• TO BE DONE:
Report how many lines in the records below contain the string "woman", matching case exactly, and give only the number.

• INPUT MATERIAL:
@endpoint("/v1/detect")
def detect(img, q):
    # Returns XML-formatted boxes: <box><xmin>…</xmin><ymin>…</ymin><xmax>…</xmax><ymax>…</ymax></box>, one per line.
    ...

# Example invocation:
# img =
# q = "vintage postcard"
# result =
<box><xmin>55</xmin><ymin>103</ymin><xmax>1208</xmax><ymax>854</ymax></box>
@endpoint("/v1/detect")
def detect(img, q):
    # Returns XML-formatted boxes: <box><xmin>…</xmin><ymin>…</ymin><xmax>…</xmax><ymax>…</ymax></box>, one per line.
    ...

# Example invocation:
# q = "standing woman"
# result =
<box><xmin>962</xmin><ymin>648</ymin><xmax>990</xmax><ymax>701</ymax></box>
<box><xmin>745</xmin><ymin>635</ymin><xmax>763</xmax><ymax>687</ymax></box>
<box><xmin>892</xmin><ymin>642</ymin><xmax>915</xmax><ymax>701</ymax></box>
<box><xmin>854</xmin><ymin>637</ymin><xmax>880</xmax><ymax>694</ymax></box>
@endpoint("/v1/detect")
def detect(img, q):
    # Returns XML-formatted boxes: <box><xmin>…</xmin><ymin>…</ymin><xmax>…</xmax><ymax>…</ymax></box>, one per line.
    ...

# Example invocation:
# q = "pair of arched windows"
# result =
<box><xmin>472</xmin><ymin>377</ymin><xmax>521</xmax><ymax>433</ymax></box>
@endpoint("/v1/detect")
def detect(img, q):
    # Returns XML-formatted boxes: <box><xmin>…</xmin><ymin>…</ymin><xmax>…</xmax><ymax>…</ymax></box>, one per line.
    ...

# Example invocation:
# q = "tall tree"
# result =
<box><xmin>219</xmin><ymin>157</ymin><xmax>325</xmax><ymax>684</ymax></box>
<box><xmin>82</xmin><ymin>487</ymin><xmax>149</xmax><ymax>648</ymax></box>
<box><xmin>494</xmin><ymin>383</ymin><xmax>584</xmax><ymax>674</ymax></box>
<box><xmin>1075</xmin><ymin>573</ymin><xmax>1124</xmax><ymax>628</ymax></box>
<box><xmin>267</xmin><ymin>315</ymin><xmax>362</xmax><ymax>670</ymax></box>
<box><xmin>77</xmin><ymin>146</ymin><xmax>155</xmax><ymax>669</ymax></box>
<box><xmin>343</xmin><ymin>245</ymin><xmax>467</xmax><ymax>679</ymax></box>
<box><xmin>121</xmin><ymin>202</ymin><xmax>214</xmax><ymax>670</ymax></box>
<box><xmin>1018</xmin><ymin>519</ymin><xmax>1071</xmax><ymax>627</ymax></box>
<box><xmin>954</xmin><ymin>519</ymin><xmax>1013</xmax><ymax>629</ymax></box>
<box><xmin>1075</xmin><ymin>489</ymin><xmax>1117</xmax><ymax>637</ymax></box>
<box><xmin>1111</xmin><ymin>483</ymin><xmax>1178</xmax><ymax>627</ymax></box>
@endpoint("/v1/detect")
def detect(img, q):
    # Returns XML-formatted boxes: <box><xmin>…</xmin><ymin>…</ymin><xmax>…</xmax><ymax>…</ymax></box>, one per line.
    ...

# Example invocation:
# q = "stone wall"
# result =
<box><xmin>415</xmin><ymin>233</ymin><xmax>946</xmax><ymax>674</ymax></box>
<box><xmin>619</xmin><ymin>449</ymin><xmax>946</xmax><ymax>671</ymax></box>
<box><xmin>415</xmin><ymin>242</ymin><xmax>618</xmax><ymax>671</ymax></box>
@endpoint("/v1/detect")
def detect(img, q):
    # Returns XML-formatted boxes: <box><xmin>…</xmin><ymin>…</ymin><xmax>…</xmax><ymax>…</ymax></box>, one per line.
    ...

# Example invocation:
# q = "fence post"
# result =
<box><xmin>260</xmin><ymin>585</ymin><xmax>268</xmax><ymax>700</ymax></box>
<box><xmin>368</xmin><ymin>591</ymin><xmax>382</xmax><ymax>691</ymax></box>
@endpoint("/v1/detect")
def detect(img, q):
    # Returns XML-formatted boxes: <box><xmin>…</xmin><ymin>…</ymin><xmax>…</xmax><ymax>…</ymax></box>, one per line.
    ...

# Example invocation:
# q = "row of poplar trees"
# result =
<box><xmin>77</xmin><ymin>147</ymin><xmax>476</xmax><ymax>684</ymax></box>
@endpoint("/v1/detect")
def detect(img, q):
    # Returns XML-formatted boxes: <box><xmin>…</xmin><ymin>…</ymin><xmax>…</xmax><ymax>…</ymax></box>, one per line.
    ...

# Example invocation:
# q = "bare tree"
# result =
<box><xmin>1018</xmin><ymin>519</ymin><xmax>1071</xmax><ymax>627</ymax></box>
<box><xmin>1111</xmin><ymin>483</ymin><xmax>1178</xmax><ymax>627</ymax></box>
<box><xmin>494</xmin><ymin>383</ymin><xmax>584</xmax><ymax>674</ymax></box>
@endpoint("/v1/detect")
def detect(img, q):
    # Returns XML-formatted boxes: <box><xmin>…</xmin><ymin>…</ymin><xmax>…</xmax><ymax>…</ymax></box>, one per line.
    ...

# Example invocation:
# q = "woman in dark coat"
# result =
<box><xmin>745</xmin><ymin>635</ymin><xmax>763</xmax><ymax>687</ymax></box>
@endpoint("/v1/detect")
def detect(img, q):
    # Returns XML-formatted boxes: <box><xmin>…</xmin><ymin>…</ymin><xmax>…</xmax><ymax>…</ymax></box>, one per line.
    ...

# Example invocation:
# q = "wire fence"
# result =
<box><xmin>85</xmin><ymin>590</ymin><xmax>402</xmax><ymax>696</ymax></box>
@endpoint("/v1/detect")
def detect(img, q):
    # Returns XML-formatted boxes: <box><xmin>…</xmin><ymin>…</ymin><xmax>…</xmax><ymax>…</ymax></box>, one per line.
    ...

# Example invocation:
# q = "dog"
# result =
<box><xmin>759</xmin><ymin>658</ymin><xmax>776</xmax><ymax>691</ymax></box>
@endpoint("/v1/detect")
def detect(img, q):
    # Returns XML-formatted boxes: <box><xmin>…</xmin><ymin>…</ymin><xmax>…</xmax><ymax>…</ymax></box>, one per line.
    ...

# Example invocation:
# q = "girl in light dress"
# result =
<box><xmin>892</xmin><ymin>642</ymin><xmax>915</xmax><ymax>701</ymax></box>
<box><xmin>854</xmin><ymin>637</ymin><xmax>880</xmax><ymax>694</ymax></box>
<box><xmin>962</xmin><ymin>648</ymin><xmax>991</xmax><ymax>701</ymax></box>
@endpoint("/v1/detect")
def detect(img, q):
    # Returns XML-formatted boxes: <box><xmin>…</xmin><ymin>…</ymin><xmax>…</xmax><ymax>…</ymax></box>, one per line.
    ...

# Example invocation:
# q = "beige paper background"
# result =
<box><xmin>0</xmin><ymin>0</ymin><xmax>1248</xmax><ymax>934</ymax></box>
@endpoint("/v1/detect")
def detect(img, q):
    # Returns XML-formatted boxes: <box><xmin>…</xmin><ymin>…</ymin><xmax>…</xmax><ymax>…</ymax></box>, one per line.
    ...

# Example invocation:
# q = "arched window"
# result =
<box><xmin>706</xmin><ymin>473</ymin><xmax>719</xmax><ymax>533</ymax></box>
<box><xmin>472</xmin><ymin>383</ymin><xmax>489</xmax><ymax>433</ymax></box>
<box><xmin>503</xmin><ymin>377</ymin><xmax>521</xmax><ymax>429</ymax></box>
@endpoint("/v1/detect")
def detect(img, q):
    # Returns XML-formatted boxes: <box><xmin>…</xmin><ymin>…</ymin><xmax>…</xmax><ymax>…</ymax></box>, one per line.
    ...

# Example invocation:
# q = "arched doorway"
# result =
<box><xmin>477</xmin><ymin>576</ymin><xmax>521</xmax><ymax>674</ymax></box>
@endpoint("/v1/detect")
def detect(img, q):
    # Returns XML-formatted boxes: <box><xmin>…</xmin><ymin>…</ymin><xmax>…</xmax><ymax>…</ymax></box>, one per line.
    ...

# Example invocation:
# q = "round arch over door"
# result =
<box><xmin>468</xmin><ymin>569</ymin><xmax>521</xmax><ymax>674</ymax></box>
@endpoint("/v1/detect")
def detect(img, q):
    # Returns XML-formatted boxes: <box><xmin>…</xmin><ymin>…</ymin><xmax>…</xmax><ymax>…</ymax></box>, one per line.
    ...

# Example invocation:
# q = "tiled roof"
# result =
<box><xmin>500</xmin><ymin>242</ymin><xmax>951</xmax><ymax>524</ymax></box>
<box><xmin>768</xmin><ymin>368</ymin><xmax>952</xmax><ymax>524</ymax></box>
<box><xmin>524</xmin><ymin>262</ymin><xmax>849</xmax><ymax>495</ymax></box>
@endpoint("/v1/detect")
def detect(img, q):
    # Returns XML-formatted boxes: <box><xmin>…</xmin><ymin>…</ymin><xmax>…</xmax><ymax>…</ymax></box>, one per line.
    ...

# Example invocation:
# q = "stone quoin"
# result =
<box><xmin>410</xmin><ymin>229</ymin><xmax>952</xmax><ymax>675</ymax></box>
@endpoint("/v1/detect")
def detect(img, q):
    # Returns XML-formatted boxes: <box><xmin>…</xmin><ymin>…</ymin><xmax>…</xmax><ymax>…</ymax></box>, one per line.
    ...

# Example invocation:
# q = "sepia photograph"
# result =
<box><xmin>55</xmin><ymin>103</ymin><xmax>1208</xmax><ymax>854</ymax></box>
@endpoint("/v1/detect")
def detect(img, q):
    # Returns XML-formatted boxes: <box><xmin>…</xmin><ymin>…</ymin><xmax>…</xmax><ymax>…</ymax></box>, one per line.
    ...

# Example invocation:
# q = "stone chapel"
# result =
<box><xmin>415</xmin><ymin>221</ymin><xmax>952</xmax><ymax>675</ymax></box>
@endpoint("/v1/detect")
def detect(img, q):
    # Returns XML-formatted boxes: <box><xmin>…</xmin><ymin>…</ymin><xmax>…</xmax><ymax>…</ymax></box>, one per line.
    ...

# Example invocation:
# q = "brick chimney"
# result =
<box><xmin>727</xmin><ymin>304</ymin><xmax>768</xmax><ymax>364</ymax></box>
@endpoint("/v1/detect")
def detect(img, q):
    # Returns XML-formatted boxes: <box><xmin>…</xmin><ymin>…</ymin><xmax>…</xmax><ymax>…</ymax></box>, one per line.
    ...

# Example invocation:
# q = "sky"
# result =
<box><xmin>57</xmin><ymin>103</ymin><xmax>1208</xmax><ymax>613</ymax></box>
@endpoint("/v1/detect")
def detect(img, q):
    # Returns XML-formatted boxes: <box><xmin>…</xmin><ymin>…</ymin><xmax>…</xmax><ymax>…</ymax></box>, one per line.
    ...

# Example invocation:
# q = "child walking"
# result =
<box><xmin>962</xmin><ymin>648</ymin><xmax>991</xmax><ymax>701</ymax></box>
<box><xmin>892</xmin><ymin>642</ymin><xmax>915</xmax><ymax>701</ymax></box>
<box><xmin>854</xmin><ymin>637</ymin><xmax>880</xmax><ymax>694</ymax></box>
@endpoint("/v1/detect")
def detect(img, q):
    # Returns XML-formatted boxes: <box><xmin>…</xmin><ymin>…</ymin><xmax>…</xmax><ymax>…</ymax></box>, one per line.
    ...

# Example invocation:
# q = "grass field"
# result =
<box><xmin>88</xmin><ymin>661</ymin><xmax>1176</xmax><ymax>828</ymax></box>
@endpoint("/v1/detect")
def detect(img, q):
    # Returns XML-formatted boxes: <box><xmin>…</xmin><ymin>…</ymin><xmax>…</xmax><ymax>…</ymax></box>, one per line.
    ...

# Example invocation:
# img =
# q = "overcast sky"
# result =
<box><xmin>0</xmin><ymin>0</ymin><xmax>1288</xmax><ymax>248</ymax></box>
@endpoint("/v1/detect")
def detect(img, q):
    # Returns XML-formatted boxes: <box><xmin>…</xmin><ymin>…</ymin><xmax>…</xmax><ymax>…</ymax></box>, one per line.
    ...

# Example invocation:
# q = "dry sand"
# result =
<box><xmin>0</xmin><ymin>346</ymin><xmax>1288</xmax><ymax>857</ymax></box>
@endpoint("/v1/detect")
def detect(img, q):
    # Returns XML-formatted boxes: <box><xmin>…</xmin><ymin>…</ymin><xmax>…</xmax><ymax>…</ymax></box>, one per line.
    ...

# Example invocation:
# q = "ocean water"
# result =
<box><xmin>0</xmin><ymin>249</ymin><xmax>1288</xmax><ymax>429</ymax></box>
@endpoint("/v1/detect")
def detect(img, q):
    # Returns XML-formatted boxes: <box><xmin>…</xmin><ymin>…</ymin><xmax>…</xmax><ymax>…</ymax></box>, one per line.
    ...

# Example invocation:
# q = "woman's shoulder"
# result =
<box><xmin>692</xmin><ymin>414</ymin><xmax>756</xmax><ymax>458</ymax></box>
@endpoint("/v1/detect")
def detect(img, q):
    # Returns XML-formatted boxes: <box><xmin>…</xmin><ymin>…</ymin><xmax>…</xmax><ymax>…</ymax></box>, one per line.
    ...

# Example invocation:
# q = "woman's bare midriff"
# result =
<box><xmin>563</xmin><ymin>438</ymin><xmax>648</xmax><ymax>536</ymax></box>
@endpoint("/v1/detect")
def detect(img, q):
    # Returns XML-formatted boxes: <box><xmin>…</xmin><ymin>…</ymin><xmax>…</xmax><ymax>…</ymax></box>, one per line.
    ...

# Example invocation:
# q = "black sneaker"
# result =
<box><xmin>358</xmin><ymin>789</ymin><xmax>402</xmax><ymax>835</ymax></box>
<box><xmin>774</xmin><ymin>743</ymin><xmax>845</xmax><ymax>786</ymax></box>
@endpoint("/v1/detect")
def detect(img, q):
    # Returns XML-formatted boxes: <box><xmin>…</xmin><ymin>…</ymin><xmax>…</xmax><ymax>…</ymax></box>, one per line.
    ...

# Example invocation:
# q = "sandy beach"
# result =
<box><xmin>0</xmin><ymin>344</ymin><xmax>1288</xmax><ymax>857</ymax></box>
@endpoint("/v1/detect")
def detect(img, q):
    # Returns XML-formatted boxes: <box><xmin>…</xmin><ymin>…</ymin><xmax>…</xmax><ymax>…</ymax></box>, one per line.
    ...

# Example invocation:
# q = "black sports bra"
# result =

• TASK RESULT:
4